Provided text:
## Start

The case highlights the Danish conditions of locus standi, particularly for legal persons such as associations.

iii Manager liability following the financial crisis

In the wake of the financial crisis, several Danish banks were wound up and taken over by the state-owned company, Financial Stability, to ensure the stability of the Danish economy. Following the banks' takeover, Financial Stability initiated legal proceedings for professional liability and mismanagement regarding certain of the banks.5

At the end of 2018, the Supreme Court held hearings for the first time for one of these cases. It found that there was no general liability for poor bank management or for heavy loan exposure. However, it did find three individuals liable regarding individual loans, depending on certain factors, for example, if a loan had been granted after the financial crisis or granted in other interests than those of the bank. For such liability, the Supreme Court ordered the chair of the bank's board, a board member and the bank's general manager to pay damages to Financial Stability at a total of approximately 89 million kroner.6

This case sets the benchmark for future Danish court decisions regarding manager liability and confirms that individuals such as board chairs and general managers can be held liable for significant amounts for certain actions taken.

## End

Exercise objective:
Transcribe without alteration everything in the passage on Danish manager liability from "At the end of" down to "certain actions taken.".

Dataset rows:
## Start

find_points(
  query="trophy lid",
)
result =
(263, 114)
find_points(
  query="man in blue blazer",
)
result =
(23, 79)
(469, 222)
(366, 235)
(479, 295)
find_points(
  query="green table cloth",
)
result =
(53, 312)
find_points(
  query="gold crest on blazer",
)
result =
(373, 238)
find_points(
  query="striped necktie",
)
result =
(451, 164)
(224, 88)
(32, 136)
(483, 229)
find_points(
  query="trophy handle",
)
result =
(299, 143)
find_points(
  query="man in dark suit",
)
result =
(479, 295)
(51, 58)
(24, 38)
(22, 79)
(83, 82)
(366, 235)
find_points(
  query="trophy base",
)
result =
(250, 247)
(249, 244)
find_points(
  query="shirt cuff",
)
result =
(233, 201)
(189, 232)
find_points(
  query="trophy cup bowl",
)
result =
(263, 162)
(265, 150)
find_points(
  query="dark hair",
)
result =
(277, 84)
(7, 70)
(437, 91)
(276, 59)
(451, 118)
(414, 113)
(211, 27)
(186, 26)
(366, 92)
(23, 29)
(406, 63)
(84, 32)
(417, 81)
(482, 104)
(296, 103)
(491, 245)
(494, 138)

## End

Response:
At the end of 2018, the Supreme Court held hearings for the first time for one of these cases. It found that there was no general liability for poor bank management or for heavy loan exposure. However, it did find three individuals liable regarding individual loans, depending on certain factors, for example, if a loan had been granted after the financial crisis or granted in other interests than those of the bank. For such liability, the Supreme Court ordered the chair of the bank's board, a board member and the bank's general manager to pay damages to Financial Stability at a total of approximately 89 million kroner.6

This case sets the benchmark for future Danish court decisions regarding manager liability and confirms that individuals such as board chairs and general managers can be held liable for significant amounts for certain actions taken.